__Selected passage__
━━━━━━━━━━━━━━━━━━━━

Posted to user@couchdb.apache.org by Daniel Gonzalez <go...@gonvaled.com> on 2013/03/06 12:06:41 UTC

Update handler is very slow

Hi,

We have a problem in our data: we have been inconsistent in one of our
fields, and we have named it in different ways. Besides, in some places we
have used int, in other places string. I have created an update handler to
correct this situation, and I am running it for our 100 thousand documents
database, by doing PUT requests, as explained
http://wiki.apache.org/couchdb/Document_Update_Handlers

What I am doing is:

   1. get affected documents with a view
   2. call the update handler.

And this is running over an ssh tunnel.

My problem is that this is veeeery slow. Currently I am running at 4
docs/s. Is this normal?

I could do this locally (no ssh tunnel), but I guess things would not
improve much, since the data being transferred is not that big (no
include_docs, and the view emits very litte information). I have the
impression that the bottleneck is couchdb itself: the update handler is
just that slow.

Am I right about this? Is there a way to speed this up?

Thanks,
Daniel

Re: Update handler is very slow

Posted by Robert Newson <rn...@apache.org>.
I bet you could go faster too, but that's a huge improvement, congrats!

━━━━━━━━━━━━━━━━━━━━

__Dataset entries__
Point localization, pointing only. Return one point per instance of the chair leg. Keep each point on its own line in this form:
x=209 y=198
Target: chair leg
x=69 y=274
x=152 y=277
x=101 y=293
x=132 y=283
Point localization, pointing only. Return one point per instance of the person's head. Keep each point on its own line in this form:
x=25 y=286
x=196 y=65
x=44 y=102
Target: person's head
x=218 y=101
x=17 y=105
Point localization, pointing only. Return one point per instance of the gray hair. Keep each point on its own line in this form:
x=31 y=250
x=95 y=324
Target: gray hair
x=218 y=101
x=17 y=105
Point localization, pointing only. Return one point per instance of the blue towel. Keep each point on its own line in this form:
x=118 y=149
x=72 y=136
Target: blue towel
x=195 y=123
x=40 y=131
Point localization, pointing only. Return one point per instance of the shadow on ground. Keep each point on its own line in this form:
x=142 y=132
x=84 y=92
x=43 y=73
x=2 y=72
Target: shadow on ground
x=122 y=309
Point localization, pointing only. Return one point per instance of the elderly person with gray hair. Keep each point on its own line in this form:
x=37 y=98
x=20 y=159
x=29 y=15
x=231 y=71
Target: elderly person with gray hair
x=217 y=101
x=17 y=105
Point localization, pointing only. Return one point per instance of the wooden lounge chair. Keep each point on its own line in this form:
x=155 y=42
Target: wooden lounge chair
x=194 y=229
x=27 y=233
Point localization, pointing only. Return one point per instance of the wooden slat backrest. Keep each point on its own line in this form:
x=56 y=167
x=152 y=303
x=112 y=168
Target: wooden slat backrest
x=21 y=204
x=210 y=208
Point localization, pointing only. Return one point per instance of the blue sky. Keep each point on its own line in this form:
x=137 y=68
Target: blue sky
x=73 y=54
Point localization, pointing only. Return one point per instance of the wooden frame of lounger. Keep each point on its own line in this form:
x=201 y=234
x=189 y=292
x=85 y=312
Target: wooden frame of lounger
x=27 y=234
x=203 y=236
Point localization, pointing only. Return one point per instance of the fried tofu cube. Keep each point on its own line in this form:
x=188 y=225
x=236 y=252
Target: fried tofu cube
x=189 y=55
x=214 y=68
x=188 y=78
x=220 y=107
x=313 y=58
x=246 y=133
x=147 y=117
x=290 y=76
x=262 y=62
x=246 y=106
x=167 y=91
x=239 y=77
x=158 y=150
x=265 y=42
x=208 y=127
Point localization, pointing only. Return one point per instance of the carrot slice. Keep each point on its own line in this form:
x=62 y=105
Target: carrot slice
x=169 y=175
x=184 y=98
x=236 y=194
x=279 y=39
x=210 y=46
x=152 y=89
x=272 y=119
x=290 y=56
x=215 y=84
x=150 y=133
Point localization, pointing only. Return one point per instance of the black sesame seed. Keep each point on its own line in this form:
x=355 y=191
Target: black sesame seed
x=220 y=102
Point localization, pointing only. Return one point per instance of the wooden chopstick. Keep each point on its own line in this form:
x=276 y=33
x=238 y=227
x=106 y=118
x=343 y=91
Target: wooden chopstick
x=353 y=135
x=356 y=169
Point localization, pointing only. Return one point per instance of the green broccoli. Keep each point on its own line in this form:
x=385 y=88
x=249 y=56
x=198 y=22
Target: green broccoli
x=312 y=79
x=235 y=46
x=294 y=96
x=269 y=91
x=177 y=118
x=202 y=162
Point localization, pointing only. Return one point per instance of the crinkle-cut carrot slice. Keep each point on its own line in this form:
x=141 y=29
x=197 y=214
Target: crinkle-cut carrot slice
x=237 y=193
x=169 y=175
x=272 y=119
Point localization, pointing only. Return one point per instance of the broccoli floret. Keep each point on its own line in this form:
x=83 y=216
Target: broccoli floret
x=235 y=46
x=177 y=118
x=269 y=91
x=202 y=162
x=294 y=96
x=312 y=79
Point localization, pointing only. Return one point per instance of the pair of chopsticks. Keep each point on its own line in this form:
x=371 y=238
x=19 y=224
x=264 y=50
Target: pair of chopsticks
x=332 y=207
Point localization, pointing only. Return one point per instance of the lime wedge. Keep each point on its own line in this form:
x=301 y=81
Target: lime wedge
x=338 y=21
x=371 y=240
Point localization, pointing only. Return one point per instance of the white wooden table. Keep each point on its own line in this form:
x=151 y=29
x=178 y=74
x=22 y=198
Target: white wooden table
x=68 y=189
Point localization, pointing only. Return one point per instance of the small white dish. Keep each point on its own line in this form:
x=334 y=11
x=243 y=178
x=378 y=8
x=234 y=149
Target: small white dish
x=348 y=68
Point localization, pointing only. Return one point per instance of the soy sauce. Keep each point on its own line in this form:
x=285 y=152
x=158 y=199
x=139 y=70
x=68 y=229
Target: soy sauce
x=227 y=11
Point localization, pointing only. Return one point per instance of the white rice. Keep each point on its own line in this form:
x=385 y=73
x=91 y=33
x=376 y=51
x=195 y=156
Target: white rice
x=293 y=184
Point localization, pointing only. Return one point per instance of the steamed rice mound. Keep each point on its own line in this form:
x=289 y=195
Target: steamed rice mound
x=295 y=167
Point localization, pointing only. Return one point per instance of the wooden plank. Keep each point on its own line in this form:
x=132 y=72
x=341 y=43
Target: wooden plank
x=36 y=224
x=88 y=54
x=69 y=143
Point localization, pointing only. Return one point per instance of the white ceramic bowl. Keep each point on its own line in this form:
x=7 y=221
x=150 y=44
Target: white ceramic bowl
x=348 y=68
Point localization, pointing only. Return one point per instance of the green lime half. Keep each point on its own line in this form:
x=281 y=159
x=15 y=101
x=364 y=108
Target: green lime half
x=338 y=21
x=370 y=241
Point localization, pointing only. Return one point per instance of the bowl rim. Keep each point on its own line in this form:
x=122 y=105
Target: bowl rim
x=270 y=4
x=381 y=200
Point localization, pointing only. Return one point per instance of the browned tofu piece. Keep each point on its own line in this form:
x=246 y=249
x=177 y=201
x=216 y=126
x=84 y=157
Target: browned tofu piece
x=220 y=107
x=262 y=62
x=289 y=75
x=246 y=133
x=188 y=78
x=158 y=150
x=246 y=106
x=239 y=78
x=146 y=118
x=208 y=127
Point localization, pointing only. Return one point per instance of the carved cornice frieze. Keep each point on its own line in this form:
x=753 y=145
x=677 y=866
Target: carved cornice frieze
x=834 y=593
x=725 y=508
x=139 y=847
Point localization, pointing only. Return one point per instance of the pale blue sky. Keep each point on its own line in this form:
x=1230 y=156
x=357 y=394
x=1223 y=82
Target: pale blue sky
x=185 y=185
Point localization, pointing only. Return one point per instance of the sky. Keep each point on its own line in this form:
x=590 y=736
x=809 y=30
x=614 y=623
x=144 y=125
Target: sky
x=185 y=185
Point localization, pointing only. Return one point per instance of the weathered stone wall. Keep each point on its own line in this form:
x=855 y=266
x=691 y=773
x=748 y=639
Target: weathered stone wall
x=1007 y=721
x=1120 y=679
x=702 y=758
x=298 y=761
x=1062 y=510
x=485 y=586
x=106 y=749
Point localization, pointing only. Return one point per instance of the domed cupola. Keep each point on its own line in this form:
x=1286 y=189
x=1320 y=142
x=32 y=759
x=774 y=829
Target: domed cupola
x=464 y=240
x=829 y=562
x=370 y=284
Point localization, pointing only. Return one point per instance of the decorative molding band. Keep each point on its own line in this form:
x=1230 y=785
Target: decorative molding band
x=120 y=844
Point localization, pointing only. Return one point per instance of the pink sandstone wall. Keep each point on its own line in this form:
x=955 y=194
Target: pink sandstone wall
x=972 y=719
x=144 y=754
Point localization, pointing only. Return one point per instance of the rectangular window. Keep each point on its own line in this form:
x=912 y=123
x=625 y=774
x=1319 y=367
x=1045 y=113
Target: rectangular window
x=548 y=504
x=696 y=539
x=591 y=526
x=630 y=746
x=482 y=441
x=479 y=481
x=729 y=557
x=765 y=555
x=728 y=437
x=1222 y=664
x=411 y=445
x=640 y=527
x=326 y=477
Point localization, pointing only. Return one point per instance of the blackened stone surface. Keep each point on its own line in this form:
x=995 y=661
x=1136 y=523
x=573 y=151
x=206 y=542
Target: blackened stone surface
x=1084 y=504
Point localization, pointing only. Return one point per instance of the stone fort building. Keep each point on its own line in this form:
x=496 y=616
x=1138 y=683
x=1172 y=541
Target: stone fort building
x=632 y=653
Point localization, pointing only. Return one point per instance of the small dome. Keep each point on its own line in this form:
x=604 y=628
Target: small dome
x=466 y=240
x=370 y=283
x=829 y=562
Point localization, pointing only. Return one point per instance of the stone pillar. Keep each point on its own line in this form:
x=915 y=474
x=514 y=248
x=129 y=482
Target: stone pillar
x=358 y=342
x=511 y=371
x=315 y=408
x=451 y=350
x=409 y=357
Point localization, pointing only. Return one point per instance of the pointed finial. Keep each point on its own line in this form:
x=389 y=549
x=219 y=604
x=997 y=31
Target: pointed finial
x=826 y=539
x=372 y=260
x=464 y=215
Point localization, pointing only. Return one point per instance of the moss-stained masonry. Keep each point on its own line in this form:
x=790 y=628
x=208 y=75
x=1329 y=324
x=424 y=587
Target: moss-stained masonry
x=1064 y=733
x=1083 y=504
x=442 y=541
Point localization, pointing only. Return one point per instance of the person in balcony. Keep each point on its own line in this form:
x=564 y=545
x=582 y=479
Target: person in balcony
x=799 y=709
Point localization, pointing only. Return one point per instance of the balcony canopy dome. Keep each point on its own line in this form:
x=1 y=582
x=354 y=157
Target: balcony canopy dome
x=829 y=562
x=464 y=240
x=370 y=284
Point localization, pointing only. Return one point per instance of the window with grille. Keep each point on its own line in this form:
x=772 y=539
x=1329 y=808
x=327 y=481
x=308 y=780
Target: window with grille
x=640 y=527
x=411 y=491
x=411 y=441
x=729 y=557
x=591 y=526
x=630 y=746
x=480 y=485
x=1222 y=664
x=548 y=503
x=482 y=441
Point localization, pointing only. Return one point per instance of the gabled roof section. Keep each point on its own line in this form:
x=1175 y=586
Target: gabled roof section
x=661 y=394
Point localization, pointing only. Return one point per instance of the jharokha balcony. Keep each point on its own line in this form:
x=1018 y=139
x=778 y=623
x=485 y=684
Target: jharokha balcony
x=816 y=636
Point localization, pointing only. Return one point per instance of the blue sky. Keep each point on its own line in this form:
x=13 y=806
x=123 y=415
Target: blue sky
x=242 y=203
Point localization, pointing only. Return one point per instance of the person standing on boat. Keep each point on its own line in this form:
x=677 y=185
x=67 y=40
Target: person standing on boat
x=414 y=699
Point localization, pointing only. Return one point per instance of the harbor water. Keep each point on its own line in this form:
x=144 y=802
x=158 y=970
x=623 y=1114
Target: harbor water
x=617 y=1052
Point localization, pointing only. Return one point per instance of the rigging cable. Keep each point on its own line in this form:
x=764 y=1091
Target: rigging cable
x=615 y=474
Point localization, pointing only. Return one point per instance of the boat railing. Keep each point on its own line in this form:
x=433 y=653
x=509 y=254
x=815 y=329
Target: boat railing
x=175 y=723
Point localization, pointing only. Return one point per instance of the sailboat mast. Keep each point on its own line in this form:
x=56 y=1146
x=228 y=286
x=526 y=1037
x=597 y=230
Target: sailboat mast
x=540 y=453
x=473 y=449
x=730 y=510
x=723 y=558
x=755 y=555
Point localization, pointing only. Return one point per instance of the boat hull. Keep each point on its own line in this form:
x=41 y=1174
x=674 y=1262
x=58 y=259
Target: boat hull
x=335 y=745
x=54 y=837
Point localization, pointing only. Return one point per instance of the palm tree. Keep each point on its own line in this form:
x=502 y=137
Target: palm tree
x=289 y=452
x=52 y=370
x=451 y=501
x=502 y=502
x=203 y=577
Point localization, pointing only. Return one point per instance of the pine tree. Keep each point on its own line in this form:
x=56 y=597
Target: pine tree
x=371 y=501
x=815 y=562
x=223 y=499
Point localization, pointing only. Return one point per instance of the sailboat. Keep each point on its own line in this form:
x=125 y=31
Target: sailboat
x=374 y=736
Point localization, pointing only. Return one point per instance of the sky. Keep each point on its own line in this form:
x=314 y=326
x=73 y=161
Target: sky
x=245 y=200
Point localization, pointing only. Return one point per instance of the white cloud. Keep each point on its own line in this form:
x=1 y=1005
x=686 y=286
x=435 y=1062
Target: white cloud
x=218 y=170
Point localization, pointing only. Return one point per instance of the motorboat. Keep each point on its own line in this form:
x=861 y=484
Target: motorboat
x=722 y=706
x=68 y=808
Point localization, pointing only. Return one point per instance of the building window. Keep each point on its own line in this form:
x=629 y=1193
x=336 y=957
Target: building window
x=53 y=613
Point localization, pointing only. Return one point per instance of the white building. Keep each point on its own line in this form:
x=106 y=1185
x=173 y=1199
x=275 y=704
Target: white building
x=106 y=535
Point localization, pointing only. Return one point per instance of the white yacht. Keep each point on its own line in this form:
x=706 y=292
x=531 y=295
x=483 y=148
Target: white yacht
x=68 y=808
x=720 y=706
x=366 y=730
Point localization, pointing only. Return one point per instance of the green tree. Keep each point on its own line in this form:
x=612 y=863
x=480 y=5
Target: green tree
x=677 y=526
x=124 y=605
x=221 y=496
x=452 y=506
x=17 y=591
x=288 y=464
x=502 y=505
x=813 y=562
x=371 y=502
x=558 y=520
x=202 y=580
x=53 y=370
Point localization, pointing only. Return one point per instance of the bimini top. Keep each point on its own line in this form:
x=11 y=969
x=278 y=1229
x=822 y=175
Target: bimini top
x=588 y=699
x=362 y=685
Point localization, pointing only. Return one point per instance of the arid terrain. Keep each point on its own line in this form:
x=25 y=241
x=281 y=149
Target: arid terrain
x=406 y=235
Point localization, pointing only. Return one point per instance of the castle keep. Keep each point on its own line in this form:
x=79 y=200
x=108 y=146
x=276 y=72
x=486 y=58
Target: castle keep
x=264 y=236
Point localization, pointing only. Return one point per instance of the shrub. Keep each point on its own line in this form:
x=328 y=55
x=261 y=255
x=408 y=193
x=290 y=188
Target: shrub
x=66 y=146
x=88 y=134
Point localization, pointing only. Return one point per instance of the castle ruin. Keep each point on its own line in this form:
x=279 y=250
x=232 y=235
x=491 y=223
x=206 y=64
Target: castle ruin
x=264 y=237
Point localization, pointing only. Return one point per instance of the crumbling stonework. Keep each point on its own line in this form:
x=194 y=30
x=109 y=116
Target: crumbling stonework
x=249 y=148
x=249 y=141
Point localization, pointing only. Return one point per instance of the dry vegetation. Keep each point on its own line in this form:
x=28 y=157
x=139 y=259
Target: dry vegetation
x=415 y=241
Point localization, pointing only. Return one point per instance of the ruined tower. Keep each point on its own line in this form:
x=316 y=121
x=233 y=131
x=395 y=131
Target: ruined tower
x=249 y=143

━━━━━━━━━━━━━━━━━━━━

__The exercise__
Return the part of the CouchDB thread starting at "1. get affected" and ending at "Is this normal?". The items have no connection to the CouchDB thread.

__The response__
1. get affected documents with a view
   2. call the update handler.

And this is running over an ssh tunnel.

My problem is that this is veeeery slow. Currently I am running at 4
docs/s. Is this normal?